▸ **Source extract**:
=== Section Start ===

In the past year, the global education community has faced significant challenges due to the rapid shift toward digital learning. Traditional face-to-face classrooms have transformed into online and hybrid formats, necessitating quick adaptation from faculty and teaching staff. Many have turned to platforms like Zoom, resulting in a wealth of recorded content. Yet, while these recordings often serve as backups, they have the potential to be transformed into effective educational tools. Today’s students are no longer confined to textbooks and lecture notes. They increasingly turn to videos to learn software, solve problems and acquire new skills. As educators, we may hesitate, wondering if we need to master video editing or recording techniques.

Achieving clarity and engagement in a single take is challenging. This is where generative AI steps in to simplify and streamline the content enhancement process. By leveraging generative AI technologies, we can repurpose our recordings for blended learning environments, making them more accessible and engaging.

=== Section End ===

▸ **Records from a dataset**:
=== Section Start ===

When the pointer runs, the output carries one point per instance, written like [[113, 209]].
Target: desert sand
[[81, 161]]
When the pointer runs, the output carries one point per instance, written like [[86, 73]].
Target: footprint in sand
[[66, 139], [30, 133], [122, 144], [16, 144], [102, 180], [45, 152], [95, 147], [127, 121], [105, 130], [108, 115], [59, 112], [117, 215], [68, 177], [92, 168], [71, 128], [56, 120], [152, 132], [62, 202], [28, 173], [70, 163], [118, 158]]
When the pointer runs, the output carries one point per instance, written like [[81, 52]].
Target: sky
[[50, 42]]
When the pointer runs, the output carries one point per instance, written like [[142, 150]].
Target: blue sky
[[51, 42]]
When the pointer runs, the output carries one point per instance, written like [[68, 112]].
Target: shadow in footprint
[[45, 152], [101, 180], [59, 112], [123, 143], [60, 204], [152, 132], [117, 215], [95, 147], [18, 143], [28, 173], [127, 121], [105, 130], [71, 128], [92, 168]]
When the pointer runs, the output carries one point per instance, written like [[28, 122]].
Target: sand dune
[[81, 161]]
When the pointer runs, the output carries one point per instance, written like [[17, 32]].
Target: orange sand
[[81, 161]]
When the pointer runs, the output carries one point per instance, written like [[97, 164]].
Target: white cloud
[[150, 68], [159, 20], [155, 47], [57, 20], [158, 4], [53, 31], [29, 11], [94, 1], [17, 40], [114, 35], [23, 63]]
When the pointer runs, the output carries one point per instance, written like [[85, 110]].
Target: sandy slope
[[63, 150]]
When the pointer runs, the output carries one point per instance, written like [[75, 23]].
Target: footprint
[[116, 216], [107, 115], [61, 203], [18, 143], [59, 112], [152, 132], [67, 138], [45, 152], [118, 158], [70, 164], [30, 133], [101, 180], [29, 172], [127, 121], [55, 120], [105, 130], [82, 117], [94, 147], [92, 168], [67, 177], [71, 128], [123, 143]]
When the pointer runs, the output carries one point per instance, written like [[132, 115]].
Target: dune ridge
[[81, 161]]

=== Section End ===

▸ **Exercises to complete**:
1. In the digital learning text, which platform does it say many educators have turned to?
2. Copy from the digital learning text the stretch from "Achieving clarity and" through "accessible and engaging.".
3. Carry on the digital learning text, picking up after its final sentence.

▸ **Answer list**:
1. Zoom.

2.
Achieving clarity and engagement in a single take is challenging. This is where generative AI steps in to simplify and streamline the content enhancement process. By leveraging generative AI technologies, we can repurpose our recordings for blended learning environments, making them more accessible and engaging.

3.
Importantly, this innovative approach allows us to enhance materials for future iterations without the need for constant rerecording. By analysing student feedback and learning patterns, we can refine our videos for subsequent runs, ensuring our online content continually evolves to meet learners’ needs. This adaptive strategy not only boosts student engagement but also maximises the effectiveness of our teaching strategies.

Generative AI provides practical solutions to enhance your video development process. Here’s how: 

Step one, transcription. Utilise the speech to text capability of generative AI to convert audio extracted from lectures, whether face-to-face or Zoom, into written transcripts. This feature allows for easier review and refinement of your materials. By automating transcription, you save valuable time and can focus on enhancing the clarity of your content.

Step two, review and refine. Once transcription is complete, you can edit the script to improve coherence and align the content with desired learning outcomes. This step is crucial for ensuring that your message resonates with students and effectively conveys the intended concepts. 

Step three, voice cloning and AI mirror avatar. Generative AI also enables you to create voice clones and AI avatars, eliminating the need for extensive re-recording. This capability allows you to deliver engaging, error-free speech, facilitating a smoother learning experience for students as they follow along and grasp complex concepts more easily.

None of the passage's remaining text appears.